[Records from a data source]
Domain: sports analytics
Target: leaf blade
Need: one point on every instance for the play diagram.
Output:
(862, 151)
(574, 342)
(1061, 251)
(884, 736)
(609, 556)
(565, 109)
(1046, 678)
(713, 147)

---

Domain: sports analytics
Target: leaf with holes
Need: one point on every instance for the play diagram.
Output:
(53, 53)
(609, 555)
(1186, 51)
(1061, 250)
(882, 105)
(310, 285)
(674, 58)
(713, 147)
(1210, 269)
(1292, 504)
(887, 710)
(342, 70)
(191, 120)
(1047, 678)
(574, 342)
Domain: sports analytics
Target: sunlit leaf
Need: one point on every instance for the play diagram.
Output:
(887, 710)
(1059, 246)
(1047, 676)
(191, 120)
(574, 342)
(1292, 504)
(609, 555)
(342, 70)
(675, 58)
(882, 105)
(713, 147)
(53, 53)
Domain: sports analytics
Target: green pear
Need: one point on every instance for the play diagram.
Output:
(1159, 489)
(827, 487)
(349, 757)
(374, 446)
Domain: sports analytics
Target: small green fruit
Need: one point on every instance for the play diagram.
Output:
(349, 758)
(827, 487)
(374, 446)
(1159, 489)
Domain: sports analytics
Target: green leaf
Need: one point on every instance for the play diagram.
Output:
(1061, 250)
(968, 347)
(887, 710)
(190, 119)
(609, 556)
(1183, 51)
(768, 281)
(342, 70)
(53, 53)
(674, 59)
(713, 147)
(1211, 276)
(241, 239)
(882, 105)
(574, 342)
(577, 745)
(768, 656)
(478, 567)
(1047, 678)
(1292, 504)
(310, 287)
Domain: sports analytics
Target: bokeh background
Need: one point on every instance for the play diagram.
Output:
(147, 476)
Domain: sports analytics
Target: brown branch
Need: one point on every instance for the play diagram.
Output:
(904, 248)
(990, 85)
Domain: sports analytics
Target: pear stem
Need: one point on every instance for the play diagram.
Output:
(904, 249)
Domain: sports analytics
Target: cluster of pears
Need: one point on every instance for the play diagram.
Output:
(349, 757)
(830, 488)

==

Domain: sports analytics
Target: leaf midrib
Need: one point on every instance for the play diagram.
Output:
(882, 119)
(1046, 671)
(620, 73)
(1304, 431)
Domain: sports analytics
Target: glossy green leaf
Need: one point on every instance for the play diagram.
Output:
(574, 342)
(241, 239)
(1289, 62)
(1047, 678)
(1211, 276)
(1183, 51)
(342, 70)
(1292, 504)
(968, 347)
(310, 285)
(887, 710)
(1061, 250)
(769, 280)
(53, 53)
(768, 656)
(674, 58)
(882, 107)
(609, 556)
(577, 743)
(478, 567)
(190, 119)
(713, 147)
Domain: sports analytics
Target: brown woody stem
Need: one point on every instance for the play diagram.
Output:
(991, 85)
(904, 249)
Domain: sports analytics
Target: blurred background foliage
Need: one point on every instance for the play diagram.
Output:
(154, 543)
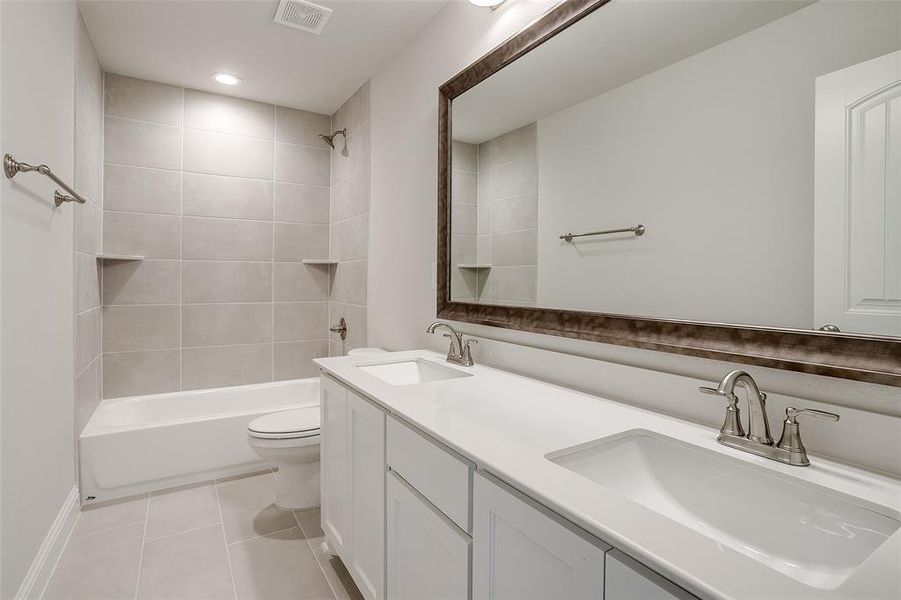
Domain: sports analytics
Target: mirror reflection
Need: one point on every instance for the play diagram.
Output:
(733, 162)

- WRITTEN PROBLEM -
Report how many lines in the items above contain the string "leaf". Give only the number.

- RESPONSE TO THIS EXERCISE -
6